EXCERPT TO READ>
Expat Generation: Finding a ground in between the known and foreign


(Julianna Pantoja | Daily Trojan)

Yesterday I was talking with a friend who told me about her recent trip to the Philippines, where her family is originally from. Although she had never been there before, it struck a chord deep within her to be face to face with and experience the land of her ancestors. She was taken aback and felt as if she had found a piece of herself there that she had never even known had been missing.  

I related the impressionable story she recounted to sentiments I had experienced during certain trips back home to Mexico. You get there, and somehow the real place shines with a luster impossible for the mind to visualize while you’re away. It surprises you dearly to find something you were not expecting to find; the resurging nature of a reality you had forgotten.

Of course, this sentiment I am referring to is nothing new or unique or foreign. Quite the opposite, it is widely expressed across nations and time periods, the ultimate familiarity of a homecoming. There’s nothing quite like coming back home to lay your roots once more from where you came, from where they belong. Yes, it is well-known and universally expressed that there is no place like home. And yet, this very notion attains even more meaning the further away we venture, away from the lands and sets of beliefs, values and ideals that befitted our homegrown culture into new and diverse and previously incomprehensible existences.

Suddenly we’re in a place where people act funnily and behave funnily, and it is easy to judge them until we realize they are doing the same to us. The longer we spend in such spaces, and the more we interact and are socialized into them, the less foreign they become and the more we learn to buy into them, comprehend them and become fluent in them. The more we succeed at absorbing and understanding them, the more we begin to understand the big picture, ceasing to be lost in translation. We allow our biological brains to do what evolution has hammered so far into its deepest recesses that it comes out as instinct: adapt. We learn to code-switch — or so we think, for we are not good at realizing just how much we’ve changed until we come back to the most familiar and find it, perhaps, just the tiniest bit foreign.

And so we learn the wisdom that J.R. Tolkien once revealed: that as we depart a place and grow without it throughout our journeys, we also find that the place has grown without us upon our return.

PROVIDED MATERIAL>

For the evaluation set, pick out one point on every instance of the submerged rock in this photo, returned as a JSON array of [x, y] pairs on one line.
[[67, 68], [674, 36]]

TASK SET>
- 1) Answer these from the expat column:
(a) Where is the friend's family originally from?
(b) To which country does the writer make trips back home?
(c) What single word names what evolution has made our brains do by instinct?
- 2) Please write the next part of the expat column, starting after its final sentence.
The data comes from a separate source, unrelated to the expat column.

ANSWER LIST>
- 1)
(a) The Philippines
(b) Mexico
(c) Adapt

- 2)
This is the real cost of movement and change: the ground in between. The further we march into new and unventured territories, the further away we are from what was once known to us. And it’s a sad piece of wisdom to comprehend that what was so intimately well known to us will only remain so in our memories. Oh, if we could just freeze time so that upon our return a place, person or thing remained exactly as we left it — but in reality, it is not only us but also them that have left us behind.

And so we long to return, even when there is nothing to return to, except the new change we have learned to embrace. We must embrace change for it will take us to our next learning adventure, our next place from which we will look back at all those piling others from whence we came.

Unbeknownst to us, as my friend recently discovered in her first journey to a strange land that nonetheless would always in some timeless capacity be her home, a place never leaves us. Although it might die as we depart, living only in our memories and changed upon our return — it clings to us. And, like a phantom limb, it urges us to scratch it or massage it to relieve the pain or itchiness, even if it appears to be gone. And we return each time with new eyes, for we have grown, to see a new place, for it has changed.

Such is this ever transient experience that is life; we hold our breaths and plunge in after that which we must constantly find and find again.  

Javier Calleja Erdmann is a sophomore writing about the international student experience. His column, “Expat Generation,” runs every other Friday.